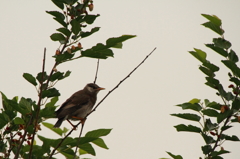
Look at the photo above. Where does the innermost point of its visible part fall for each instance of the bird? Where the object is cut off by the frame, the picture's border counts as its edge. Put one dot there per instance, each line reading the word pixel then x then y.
pixel 78 105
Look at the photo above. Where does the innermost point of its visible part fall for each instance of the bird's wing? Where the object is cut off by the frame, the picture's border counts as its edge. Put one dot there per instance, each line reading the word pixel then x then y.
pixel 75 102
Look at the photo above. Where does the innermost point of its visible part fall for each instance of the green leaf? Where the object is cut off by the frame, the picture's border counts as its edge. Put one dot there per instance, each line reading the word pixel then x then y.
pixel 235 80
pixel 48 112
pixel 62 22
pixel 194 100
pixel 236 104
pixel 199 54
pixel 114 42
pixel 25 106
pixel 213 19
pixel 207 139
pixel 232 138
pixel 56 76
pixel 30 78
pixel 63 57
pixel 18 120
pixel 88 148
pixel 89 19
pixel 214 28
pixel 225 127
pixel 195 106
pixel 98 133
pixel 41 77
pixel 99 51
pixel 174 156
pixel 52 92
pixel 66 74
pixel 233 56
pixel 232 66
pixel 211 66
pixel 223 116
pixel 52 102
pixel 56 14
pixel 65 31
pixel 57 37
pixel 206 149
pixel 210 112
pixel 59 17
pixel 102 51
pixel 206 71
pixel 86 34
pixel 189 128
pixel 99 142
pixel 188 116
pixel 222 43
pixel 209 126
pixel 219 50
pixel 75 26
pixel 213 24
pixel 212 82
pixel 50 126
pixel 58 3
pixel 217 153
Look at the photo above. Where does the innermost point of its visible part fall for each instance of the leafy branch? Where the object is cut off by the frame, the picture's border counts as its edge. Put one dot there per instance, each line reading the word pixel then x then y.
pixel 223 114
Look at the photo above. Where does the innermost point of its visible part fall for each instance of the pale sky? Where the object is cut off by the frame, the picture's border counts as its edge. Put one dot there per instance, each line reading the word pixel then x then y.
pixel 139 110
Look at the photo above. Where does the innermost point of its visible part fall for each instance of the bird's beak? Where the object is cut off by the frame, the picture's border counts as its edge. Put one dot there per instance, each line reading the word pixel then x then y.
pixel 100 89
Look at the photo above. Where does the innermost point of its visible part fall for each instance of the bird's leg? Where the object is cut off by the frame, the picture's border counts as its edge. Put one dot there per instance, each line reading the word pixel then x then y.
pixel 74 127
pixel 81 119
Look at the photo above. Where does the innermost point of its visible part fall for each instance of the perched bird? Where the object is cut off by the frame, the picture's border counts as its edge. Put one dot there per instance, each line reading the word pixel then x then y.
pixel 78 105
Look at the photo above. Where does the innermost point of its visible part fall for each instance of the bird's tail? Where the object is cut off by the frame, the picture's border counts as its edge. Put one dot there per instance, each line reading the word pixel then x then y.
pixel 58 123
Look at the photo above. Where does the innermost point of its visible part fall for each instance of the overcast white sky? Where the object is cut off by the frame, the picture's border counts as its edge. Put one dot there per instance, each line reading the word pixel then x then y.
pixel 138 111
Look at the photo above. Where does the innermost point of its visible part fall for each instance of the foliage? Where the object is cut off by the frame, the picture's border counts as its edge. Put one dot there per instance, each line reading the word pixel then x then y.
pixel 214 118
pixel 22 118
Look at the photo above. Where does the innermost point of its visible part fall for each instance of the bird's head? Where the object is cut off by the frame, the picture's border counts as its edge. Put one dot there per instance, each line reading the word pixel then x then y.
pixel 93 88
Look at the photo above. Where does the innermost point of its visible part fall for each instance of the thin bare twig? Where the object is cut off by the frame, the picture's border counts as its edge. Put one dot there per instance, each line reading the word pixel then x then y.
pixel 96 71
pixel 100 103
pixel 38 105
pixel 121 81
pixel 78 141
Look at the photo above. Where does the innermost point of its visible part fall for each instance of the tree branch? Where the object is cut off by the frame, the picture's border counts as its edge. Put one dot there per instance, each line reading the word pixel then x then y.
pixel 122 81
pixel 96 71
pixel 38 105
pixel 100 103
pixel 78 142
pixel 62 141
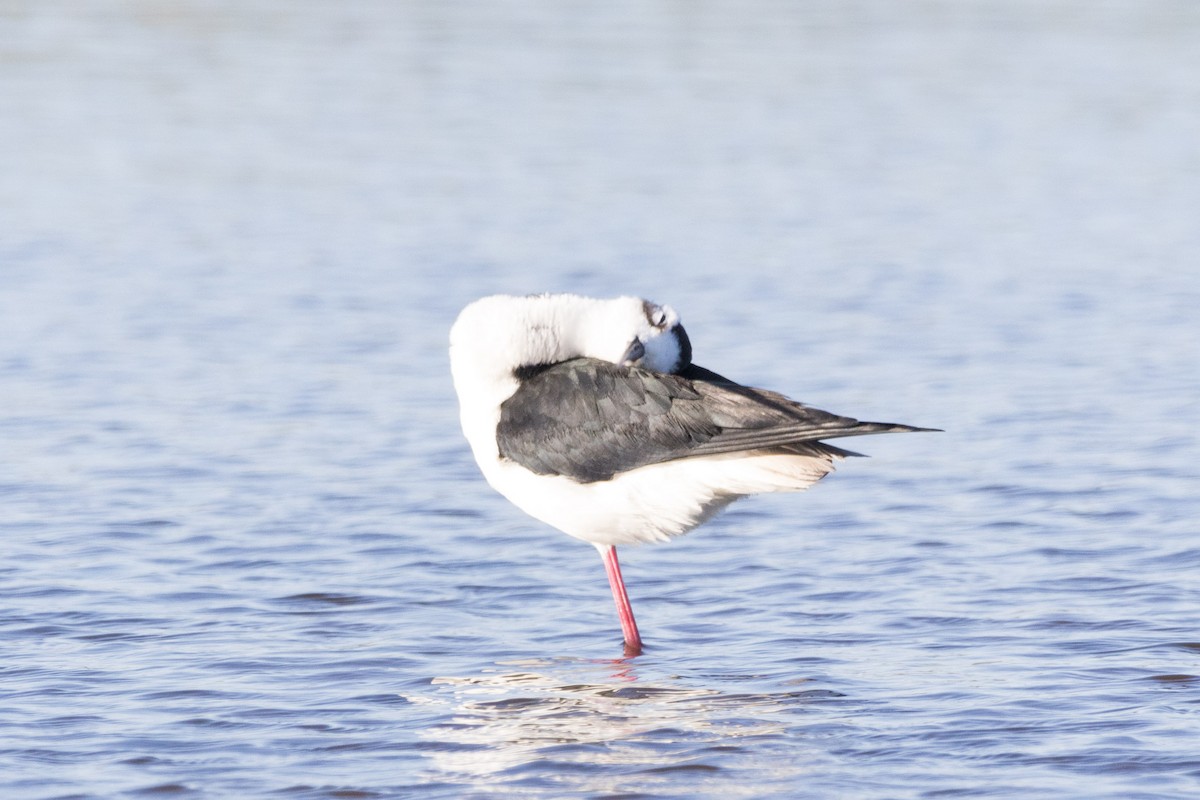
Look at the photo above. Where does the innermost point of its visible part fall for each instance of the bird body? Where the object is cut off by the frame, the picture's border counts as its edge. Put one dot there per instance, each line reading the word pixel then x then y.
pixel 589 416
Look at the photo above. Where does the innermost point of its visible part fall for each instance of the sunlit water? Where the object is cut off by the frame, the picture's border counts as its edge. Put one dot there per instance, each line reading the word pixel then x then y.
pixel 246 552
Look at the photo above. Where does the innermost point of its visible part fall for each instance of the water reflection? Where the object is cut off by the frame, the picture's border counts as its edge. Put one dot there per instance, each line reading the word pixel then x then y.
pixel 583 714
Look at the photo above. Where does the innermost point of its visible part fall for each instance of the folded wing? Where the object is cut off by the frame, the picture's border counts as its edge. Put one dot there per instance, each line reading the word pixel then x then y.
pixel 588 420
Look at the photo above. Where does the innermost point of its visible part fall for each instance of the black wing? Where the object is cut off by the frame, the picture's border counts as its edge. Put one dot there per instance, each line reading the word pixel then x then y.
pixel 588 420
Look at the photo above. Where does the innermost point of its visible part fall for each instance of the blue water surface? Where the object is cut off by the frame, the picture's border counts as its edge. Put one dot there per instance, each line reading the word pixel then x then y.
pixel 245 551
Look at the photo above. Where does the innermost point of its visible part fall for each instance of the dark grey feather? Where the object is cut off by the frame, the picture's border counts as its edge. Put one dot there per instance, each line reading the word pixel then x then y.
pixel 589 420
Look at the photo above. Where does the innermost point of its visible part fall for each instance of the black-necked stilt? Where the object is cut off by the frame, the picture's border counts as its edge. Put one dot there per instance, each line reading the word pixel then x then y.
pixel 589 415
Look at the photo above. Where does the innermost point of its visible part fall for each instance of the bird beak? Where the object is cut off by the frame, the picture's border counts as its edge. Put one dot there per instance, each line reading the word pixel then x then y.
pixel 635 353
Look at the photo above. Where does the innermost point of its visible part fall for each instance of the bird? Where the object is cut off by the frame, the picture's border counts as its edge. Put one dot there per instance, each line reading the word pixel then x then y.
pixel 589 415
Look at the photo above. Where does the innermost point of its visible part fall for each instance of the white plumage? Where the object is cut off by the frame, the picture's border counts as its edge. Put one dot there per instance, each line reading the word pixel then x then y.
pixel 589 416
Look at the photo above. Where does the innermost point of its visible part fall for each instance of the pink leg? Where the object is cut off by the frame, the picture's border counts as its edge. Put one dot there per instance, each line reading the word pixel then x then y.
pixel 633 639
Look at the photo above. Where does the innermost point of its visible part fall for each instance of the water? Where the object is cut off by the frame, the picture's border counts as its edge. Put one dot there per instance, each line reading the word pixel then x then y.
pixel 245 551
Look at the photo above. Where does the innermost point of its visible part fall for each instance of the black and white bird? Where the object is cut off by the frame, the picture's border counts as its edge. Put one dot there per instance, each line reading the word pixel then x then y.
pixel 589 416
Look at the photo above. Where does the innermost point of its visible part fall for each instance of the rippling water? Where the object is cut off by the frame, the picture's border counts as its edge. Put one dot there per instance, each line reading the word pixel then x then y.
pixel 246 553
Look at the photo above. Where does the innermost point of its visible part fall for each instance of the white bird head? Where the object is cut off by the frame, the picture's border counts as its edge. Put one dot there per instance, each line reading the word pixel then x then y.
pixel 503 334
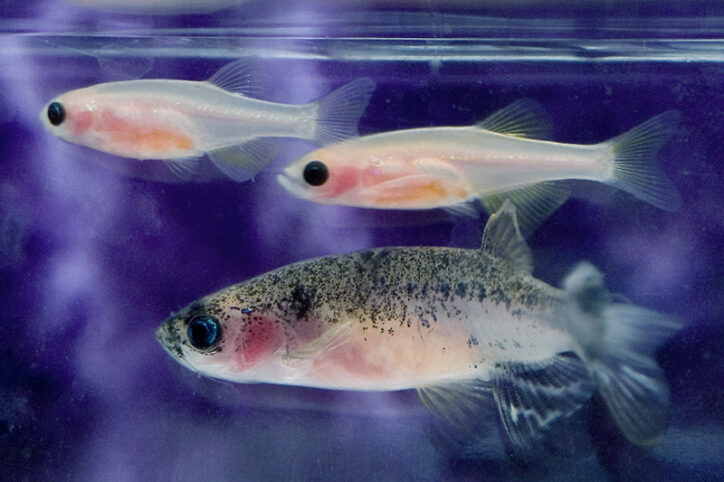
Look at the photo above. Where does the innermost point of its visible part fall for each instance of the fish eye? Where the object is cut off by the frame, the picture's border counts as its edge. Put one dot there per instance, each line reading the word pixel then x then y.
pixel 56 113
pixel 316 173
pixel 203 332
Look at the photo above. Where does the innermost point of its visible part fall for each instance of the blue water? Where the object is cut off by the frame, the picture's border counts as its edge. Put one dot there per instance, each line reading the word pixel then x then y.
pixel 95 251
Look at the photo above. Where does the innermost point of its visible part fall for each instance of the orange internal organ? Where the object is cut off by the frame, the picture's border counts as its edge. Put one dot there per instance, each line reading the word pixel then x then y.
pixel 418 190
pixel 131 137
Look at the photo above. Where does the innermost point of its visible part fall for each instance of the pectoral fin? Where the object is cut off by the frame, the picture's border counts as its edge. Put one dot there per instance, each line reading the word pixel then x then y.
pixel 332 338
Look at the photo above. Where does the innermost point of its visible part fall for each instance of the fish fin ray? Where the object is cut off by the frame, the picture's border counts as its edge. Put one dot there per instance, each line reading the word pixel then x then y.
pixel 532 397
pixel 502 238
pixel 618 342
pixel 534 203
pixel 244 76
pixel 332 338
pixel 184 168
pixel 339 112
pixel 458 403
pixel 523 118
pixel 241 162
pixel 634 167
pixel 465 208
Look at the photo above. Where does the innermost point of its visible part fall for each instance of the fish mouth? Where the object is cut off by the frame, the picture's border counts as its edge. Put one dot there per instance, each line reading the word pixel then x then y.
pixel 288 183
pixel 169 338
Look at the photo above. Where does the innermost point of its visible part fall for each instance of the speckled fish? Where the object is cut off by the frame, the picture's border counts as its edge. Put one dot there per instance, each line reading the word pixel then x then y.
pixel 501 157
pixel 179 120
pixel 460 326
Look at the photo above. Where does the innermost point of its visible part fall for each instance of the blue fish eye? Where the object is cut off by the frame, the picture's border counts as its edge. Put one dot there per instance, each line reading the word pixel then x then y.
pixel 203 332
pixel 315 173
pixel 56 113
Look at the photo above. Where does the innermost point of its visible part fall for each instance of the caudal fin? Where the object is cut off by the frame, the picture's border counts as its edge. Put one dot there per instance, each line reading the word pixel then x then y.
pixel 634 165
pixel 618 343
pixel 339 111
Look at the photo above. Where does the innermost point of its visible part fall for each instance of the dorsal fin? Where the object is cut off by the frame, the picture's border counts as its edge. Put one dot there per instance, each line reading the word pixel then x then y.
pixel 502 239
pixel 244 76
pixel 522 118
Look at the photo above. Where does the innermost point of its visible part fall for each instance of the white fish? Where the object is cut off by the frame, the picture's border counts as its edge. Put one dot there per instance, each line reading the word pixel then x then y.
pixel 466 328
pixel 501 157
pixel 179 121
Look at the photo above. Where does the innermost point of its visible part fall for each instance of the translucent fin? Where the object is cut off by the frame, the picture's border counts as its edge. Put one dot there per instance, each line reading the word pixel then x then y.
pixel 335 336
pixel 618 343
pixel 522 118
pixel 241 162
pixel 634 166
pixel 244 76
pixel 339 112
pixel 183 168
pixel 502 239
pixel 458 403
pixel 465 208
pixel 531 397
pixel 533 203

Your goal. Starting at the line that contains "the white fish?", write out every line through the end of the entries, exactly and with nothing added.

Response to this task.
Look at the photo above. Where does the innermost point of its visible part fall for each instance of the white fish? Where the object is cut off by the frame, the picture's border counts as its edge. Put one dot there per instance, each line reading the word pixel then x then y.
pixel 466 328
pixel 501 157
pixel 179 121
Look at the photo above. Where does the innermost point of its visible part fall for each instance of the translucent fin? Where the object is cut off by the frame, the picture's border counts as its edge. Put one dot there per instance, each line reading the word pixel then x then y.
pixel 335 336
pixel 618 343
pixel 522 118
pixel 241 162
pixel 634 166
pixel 244 76
pixel 339 112
pixel 183 168
pixel 502 239
pixel 458 403
pixel 465 208
pixel 531 397
pixel 533 203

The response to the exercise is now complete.